● Task to complete
Copy the records from their beginning through the line containing "point(8, 255)", keeping the requests and raising every x and y coordinate in the point answers by 58. Leave the pictures out.
[START OF Data to use]
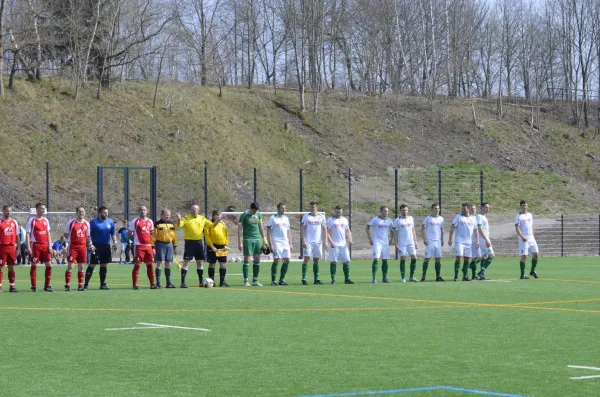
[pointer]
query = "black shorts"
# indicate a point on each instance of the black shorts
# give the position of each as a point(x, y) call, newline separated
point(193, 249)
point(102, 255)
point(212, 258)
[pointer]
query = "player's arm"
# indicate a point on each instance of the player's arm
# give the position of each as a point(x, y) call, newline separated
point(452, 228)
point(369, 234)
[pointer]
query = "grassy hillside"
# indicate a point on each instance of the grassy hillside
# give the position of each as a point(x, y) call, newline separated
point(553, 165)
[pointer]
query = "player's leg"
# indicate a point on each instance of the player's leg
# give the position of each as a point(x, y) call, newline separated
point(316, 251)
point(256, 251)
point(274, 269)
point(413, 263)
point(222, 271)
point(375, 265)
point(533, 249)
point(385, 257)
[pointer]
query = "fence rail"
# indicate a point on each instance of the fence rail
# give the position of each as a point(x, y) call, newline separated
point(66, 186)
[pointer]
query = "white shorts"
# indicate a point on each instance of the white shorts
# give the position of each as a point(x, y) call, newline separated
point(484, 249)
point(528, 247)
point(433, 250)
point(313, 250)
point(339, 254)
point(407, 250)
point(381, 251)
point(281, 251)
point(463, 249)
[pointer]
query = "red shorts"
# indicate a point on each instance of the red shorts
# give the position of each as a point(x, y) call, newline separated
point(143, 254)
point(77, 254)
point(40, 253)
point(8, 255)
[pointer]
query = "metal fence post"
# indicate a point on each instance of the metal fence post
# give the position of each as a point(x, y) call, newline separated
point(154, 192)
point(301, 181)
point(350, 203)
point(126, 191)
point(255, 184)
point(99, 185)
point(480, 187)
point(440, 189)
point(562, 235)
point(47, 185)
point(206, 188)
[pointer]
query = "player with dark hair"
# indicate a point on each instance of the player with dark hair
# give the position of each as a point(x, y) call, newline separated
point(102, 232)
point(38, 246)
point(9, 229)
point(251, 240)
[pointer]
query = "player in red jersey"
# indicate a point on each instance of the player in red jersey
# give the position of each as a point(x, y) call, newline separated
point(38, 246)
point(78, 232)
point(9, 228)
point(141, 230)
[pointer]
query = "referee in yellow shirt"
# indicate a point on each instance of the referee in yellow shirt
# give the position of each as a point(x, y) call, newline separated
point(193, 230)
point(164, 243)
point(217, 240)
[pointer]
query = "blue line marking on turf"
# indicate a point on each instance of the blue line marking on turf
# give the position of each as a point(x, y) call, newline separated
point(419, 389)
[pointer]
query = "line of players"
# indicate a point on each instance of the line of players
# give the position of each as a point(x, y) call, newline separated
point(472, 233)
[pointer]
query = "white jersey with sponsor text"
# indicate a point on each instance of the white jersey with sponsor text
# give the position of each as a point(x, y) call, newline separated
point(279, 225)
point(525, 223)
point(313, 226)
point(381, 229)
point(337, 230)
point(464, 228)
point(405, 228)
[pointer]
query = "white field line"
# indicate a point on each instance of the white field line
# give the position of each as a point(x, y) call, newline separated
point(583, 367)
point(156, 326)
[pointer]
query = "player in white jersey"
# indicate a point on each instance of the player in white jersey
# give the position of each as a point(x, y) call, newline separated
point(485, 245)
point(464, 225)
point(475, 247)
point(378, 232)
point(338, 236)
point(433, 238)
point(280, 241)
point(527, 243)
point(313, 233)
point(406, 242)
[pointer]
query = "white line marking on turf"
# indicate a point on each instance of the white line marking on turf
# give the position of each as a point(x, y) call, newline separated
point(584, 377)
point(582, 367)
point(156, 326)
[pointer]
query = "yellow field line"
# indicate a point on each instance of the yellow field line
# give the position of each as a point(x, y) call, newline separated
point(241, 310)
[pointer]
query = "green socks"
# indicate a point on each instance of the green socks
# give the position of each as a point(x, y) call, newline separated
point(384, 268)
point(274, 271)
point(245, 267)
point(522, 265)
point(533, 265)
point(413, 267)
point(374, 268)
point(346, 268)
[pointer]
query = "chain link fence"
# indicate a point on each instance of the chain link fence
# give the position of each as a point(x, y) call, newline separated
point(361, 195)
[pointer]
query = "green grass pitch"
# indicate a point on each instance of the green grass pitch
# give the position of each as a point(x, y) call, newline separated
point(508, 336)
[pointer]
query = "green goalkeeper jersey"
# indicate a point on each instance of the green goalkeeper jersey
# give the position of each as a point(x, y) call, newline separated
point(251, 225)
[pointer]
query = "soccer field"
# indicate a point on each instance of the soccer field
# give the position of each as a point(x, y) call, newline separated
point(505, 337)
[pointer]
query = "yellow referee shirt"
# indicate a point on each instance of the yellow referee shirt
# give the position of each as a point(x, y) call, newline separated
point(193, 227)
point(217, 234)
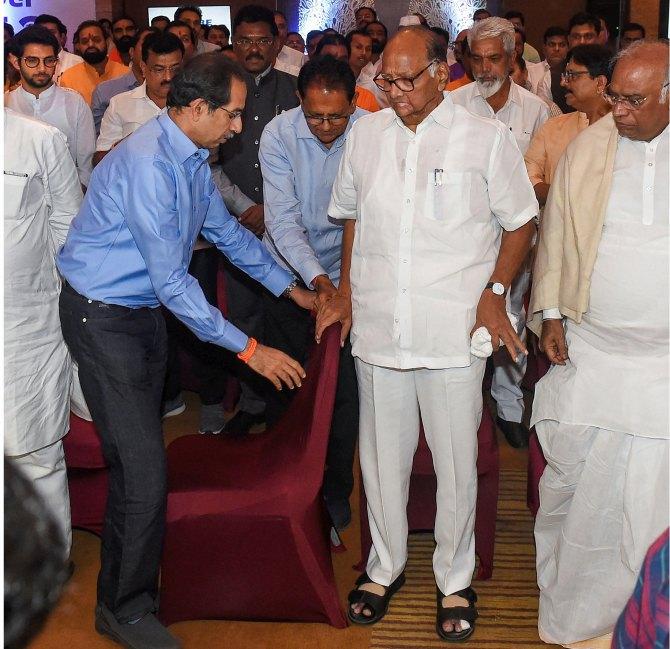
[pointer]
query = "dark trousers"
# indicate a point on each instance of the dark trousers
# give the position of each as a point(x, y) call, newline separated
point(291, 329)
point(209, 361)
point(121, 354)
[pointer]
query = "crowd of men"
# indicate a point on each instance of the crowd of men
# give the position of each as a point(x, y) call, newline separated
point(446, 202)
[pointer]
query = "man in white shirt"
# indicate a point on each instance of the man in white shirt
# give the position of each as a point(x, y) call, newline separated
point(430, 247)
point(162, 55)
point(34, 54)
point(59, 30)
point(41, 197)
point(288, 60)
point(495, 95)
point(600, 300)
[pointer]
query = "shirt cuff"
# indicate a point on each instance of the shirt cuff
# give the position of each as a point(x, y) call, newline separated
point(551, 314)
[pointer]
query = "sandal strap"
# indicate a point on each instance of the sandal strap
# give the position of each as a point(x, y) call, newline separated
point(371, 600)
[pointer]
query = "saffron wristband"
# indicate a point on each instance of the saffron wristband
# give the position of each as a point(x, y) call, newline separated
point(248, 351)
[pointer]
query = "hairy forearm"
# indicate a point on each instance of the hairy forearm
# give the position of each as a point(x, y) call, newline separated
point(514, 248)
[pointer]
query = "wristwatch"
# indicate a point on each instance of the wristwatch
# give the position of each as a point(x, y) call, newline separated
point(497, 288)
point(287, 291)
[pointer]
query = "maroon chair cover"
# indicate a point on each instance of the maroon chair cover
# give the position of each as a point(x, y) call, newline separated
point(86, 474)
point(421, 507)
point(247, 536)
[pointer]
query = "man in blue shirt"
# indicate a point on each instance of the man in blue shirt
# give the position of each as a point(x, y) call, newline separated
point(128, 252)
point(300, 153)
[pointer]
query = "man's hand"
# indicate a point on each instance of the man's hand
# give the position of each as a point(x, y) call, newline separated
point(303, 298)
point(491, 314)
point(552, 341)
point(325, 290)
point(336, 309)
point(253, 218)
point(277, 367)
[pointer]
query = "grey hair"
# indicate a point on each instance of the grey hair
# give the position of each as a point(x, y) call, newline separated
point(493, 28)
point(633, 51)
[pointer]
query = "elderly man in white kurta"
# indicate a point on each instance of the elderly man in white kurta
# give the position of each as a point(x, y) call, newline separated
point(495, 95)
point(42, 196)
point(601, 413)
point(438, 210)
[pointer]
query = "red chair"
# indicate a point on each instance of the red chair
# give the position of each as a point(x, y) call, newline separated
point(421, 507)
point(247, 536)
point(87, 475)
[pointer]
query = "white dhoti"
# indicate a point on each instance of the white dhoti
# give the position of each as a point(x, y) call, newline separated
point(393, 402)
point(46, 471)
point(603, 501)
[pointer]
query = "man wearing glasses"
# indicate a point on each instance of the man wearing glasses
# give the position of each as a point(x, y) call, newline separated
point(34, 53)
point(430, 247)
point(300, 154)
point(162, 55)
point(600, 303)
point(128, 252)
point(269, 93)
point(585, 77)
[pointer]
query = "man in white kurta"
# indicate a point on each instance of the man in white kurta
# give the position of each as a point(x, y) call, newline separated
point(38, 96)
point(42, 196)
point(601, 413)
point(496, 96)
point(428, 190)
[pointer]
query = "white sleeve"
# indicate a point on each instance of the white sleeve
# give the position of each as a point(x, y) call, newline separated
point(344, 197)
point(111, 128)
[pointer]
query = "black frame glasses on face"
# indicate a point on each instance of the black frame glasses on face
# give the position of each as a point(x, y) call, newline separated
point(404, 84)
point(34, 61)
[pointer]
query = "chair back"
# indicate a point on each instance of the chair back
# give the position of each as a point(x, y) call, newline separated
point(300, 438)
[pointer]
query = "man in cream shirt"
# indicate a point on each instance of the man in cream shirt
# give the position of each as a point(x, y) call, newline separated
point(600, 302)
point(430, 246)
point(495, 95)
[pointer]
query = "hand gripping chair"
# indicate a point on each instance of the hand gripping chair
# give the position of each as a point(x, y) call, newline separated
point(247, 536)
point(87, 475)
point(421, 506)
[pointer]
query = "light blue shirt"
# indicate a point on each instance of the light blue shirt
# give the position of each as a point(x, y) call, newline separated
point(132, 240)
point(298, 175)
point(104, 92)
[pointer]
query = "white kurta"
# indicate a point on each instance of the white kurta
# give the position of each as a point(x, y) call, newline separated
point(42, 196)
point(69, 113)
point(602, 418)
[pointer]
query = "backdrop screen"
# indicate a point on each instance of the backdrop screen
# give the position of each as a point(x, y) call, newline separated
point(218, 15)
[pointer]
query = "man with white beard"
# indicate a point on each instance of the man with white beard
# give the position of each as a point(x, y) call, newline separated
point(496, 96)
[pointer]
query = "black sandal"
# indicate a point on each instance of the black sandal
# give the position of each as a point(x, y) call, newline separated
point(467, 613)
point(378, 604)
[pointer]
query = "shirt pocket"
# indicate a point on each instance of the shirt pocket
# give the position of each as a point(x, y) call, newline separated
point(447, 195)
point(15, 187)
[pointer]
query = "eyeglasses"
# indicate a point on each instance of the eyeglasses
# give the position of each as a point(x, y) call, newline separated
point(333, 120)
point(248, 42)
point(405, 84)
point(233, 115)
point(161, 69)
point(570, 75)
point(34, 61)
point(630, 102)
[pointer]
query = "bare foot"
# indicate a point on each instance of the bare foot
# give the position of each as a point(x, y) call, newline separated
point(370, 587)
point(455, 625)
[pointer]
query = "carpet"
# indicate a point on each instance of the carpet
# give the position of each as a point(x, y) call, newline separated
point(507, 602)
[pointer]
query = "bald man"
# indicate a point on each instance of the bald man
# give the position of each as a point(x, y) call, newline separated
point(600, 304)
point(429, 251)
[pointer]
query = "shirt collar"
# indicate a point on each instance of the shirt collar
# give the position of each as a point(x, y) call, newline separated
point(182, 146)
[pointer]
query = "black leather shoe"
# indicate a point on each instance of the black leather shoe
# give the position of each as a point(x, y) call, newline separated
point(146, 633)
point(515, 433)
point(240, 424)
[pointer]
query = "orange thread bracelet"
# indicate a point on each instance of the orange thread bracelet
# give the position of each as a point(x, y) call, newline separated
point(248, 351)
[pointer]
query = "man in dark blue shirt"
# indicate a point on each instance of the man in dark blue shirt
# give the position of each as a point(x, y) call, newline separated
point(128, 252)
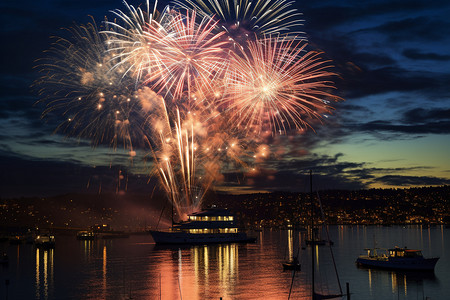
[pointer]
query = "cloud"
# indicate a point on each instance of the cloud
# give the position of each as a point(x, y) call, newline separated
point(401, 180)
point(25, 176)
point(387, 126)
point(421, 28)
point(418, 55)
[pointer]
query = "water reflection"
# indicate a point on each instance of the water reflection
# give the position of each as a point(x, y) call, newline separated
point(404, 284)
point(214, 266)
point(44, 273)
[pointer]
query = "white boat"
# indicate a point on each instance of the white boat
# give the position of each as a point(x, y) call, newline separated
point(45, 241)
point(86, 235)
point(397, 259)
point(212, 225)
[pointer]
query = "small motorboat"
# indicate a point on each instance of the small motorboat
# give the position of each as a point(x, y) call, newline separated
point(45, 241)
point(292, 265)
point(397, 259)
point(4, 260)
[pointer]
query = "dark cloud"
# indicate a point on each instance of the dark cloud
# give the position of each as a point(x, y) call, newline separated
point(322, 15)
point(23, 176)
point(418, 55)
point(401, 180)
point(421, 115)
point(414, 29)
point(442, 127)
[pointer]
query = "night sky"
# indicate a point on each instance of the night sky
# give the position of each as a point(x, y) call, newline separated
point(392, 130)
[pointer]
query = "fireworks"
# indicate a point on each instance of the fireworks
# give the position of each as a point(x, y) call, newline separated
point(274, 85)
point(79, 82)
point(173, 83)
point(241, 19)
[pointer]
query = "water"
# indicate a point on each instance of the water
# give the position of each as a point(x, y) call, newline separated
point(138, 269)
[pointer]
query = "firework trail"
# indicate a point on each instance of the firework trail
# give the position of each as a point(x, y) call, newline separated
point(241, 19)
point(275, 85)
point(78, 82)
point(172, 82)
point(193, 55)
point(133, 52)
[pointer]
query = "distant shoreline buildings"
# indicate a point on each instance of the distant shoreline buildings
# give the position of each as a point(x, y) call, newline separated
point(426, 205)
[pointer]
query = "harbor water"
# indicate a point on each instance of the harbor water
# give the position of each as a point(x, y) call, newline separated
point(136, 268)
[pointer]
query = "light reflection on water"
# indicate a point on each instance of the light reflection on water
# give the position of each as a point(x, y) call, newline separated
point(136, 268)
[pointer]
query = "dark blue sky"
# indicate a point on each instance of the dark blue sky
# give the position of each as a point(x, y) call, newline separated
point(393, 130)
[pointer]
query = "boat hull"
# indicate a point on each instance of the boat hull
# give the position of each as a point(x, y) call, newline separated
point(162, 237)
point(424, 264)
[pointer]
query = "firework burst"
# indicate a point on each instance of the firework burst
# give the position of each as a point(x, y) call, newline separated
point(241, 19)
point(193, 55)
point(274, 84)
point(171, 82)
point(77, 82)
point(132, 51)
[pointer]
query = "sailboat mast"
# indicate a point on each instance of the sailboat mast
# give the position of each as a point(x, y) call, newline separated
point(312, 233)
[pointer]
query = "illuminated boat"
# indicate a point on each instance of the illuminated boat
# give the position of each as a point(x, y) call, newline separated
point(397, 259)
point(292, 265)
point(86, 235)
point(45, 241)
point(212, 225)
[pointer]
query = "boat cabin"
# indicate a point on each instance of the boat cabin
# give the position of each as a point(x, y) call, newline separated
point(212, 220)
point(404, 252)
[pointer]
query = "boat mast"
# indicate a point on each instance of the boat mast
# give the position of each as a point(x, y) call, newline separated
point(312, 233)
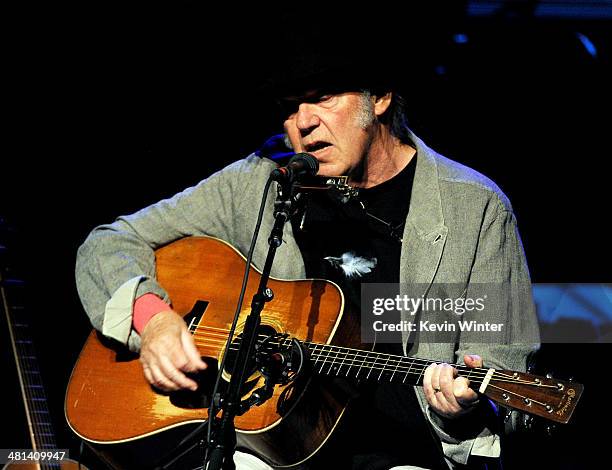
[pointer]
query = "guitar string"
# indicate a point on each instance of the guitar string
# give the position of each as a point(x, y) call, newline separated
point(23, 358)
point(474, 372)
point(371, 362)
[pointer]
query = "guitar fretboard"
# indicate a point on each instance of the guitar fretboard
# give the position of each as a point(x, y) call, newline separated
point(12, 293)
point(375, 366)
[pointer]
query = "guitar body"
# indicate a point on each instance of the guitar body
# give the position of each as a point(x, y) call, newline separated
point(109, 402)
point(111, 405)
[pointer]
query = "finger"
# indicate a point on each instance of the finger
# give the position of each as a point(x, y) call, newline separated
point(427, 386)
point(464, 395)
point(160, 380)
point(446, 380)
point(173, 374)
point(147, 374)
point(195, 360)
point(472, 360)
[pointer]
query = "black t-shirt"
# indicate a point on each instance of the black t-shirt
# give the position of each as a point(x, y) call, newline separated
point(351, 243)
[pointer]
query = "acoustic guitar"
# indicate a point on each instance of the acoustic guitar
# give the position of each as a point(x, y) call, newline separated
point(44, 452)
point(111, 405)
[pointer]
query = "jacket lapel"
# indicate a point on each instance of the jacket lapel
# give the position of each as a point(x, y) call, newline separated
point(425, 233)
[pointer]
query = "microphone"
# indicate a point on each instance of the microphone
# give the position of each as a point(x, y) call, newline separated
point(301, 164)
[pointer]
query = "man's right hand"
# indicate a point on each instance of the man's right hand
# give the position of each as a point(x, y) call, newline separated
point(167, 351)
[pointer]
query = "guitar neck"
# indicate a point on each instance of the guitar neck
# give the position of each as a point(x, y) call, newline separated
[END OF Data to use]
● Final result
[pointer]
query = "black shorts"
# indicate a point on each instance of the black shorts
# give the position of each as a point(x, y) call, newline separated
point(251, 307)
point(160, 313)
point(270, 316)
[pointer]
query = "player's arm"
# indicate a point on each instance of the player's arm
# give the position of each as a point(x, y) call, newline separated
point(510, 286)
point(427, 292)
[pointer]
query = "grassy hillside"
# indicate a point on each instance of the grassy hillside
# give the position of each as a point(x, y) call, newline separated
point(611, 223)
[pointer]
query = "player's leg"
# indicate a point on each instance of the player's leg
# give the position of each as a point(x, y) call, newline separated
point(374, 309)
point(314, 309)
point(332, 327)
point(471, 321)
point(280, 329)
point(433, 323)
point(591, 307)
point(443, 315)
[pointer]
query = "fence rail"
# indicate a point on each instance of the fence rail
# give the position of each as a point(x, y) call, newline separated
point(124, 244)
[pointer]
query = "white shorts"
# indicate a point on each instance of the white shorts
# give the position of each as a point(x, y) call, newline separated
point(542, 307)
point(586, 305)
point(491, 308)
point(371, 308)
point(397, 312)
point(465, 308)
point(439, 309)
point(339, 309)
point(521, 307)
[pointer]
query = "red shorts"
# indicate a point on each instance of the red shorts
# give the position of each as a point(x, y) call, newline separated
point(201, 312)
point(135, 312)
point(98, 311)
point(66, 313)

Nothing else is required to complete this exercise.